* **WORK TO BE COMPLETED**
Retype the records below word for word, from the line containing "Return the outline of every instance of the whale shark pectoral" through the line containing "18 345 L 18", with both of those lines included.

+ + + +

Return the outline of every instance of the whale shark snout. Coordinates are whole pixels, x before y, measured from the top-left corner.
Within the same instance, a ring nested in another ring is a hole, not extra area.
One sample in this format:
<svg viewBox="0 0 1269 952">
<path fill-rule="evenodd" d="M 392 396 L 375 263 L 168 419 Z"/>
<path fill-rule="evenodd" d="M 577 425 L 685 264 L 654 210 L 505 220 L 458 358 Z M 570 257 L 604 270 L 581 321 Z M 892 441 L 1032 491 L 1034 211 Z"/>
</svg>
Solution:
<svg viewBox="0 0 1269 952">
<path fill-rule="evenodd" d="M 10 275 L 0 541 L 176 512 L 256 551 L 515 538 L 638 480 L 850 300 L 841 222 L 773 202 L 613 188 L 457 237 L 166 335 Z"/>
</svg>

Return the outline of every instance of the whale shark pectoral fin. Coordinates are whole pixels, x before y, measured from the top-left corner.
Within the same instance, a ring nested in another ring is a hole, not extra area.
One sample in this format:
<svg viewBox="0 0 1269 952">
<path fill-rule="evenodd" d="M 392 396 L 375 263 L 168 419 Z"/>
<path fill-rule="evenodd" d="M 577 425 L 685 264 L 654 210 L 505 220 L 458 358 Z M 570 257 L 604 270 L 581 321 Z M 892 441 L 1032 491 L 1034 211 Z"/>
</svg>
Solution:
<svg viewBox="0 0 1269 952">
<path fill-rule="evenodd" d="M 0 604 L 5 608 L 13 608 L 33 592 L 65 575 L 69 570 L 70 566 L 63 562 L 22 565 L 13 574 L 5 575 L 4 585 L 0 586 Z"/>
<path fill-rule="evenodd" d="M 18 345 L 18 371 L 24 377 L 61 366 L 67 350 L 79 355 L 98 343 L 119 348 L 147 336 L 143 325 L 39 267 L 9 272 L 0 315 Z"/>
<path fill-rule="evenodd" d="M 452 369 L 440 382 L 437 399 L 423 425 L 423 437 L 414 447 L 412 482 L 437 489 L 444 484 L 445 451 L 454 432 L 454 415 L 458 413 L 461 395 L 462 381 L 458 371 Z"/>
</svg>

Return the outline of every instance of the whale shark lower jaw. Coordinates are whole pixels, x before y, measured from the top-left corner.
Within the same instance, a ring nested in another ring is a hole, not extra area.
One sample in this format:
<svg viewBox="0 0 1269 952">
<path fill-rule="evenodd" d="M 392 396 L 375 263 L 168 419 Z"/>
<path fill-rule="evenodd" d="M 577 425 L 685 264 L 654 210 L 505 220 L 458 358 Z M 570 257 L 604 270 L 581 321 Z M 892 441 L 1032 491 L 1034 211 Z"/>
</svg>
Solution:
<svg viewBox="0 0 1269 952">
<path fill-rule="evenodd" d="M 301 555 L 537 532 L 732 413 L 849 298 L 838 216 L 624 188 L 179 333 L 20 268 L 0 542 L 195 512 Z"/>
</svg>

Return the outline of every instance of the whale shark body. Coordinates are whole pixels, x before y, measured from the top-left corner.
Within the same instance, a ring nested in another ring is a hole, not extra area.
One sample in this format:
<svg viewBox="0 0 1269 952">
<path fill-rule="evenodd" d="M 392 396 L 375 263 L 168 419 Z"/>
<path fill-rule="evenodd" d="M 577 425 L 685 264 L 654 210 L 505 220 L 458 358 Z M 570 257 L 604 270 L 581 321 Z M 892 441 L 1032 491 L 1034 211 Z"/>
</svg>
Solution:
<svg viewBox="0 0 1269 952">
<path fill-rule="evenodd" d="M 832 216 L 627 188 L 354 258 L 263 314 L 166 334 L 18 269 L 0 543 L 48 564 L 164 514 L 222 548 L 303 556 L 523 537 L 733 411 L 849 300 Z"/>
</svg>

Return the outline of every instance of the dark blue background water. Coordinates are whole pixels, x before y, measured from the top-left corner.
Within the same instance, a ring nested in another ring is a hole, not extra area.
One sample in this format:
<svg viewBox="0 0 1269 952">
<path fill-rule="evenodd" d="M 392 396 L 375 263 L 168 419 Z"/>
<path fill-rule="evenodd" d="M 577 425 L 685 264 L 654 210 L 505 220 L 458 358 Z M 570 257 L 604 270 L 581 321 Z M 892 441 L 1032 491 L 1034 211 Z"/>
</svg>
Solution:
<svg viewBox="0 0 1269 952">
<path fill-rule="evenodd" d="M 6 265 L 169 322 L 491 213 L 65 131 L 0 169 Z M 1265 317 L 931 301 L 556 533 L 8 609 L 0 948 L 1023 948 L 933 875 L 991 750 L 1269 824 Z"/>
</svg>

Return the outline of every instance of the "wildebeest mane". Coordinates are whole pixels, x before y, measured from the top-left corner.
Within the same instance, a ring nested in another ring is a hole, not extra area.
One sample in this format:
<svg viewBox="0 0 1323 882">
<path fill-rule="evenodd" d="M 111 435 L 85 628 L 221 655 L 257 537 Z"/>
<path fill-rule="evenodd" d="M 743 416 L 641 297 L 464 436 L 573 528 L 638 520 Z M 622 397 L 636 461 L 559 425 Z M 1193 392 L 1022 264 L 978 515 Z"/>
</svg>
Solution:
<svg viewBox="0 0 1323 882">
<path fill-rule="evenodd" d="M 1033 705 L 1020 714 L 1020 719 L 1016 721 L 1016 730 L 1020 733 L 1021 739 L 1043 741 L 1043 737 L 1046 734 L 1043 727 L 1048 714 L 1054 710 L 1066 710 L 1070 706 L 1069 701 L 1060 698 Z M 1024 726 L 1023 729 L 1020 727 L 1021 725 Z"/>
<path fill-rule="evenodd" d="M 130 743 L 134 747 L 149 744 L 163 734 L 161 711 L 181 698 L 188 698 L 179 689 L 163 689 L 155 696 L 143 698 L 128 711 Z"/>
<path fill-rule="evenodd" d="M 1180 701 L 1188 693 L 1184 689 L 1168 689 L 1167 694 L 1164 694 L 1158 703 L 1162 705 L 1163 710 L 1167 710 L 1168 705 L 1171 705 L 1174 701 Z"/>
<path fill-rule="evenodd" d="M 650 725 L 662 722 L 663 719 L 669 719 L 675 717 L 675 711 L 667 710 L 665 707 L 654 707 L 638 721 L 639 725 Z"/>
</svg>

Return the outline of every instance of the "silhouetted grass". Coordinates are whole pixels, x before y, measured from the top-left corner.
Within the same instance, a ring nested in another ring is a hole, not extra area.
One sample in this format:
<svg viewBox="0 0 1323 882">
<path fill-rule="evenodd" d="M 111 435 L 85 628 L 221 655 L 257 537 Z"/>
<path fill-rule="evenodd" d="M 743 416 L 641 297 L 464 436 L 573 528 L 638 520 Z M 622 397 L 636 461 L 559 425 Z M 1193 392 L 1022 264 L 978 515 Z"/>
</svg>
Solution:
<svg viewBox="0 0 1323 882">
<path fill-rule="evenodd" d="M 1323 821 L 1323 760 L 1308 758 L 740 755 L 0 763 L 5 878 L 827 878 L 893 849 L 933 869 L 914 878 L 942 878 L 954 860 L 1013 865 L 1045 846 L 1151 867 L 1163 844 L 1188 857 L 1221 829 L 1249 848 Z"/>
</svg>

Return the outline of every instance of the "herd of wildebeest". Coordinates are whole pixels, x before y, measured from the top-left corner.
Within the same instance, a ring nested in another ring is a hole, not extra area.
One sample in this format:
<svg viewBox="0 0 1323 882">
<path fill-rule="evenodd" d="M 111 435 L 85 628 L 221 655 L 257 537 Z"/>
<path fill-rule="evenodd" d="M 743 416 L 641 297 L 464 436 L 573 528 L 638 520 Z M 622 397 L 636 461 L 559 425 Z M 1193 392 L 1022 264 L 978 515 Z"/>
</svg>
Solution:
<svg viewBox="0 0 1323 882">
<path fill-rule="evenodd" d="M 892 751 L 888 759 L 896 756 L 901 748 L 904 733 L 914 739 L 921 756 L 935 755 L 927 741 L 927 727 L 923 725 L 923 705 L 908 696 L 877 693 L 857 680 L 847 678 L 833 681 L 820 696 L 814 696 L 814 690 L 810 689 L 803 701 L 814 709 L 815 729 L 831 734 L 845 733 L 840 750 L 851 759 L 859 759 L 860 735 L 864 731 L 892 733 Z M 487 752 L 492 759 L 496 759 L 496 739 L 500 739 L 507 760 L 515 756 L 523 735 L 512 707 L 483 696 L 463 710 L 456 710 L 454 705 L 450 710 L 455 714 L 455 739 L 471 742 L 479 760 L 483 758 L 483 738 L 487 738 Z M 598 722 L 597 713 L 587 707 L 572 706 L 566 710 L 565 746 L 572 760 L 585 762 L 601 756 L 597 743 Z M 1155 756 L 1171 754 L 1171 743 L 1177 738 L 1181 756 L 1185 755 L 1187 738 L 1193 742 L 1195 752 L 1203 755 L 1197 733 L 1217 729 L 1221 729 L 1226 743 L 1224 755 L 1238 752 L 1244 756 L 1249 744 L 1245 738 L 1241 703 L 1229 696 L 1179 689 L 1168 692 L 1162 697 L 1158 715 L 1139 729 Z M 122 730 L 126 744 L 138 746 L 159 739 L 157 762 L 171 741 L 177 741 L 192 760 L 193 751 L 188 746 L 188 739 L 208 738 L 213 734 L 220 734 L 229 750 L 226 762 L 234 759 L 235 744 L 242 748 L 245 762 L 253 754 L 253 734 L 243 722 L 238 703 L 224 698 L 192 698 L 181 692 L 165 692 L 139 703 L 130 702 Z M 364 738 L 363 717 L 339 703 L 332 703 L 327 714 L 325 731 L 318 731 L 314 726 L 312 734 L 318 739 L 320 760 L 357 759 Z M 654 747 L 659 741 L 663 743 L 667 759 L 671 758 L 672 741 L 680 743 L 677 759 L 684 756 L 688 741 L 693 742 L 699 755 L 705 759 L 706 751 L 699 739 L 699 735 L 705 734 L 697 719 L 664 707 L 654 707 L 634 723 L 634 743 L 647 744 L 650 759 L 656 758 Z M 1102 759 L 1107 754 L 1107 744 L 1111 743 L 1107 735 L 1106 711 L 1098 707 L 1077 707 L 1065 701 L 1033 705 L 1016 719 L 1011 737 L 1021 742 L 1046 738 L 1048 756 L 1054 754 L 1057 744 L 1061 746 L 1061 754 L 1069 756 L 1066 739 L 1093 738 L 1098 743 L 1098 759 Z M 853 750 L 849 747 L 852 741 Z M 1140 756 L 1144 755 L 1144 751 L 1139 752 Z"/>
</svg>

+ + + +

* **TASK RESPONSE**
Return the outline of every instance of the whale shark pectoral fin. Coordinates are whole pixels, x before y, measured from the top-left corner.
Within the same instance, a ring nested in another ring is a hole, not extra area.
One sample in this format:
<svg viewBox="0 0 1269 952">
<path fill-rule="evenodd" d="M 392 396 L 375 263 L 168 419 Z"/>
<path fill-rule="evenodd" d="M 577 425 L 685 264 L 654 210 L 505 220 L 458 358 Z M 570 257 L 604 270 L 581 321 Z M 892 441 L 1032 491 L 1034 211 Z"/>
</svg>
Solution:
<svg viewBox="0 0 1269 952">
<path fill-rule="evenodd" d="M 0 604 L 5 608 L 13 608 L 33 592 L 65 575 L 69 570 L 70 566 L 63 562 L 22 565 L 13 574 L 5 575 L 4 585 L 0 586 Z"/>
<path fill-rule="evenodd" d="M 18 345 L 18 371 L 24 377 L 61 366 L 67 350 L 79 355 L 98 343 L 119 348 L 147 336 L 143 325 L 39 267 L 9 272 L 0 315 Z"/>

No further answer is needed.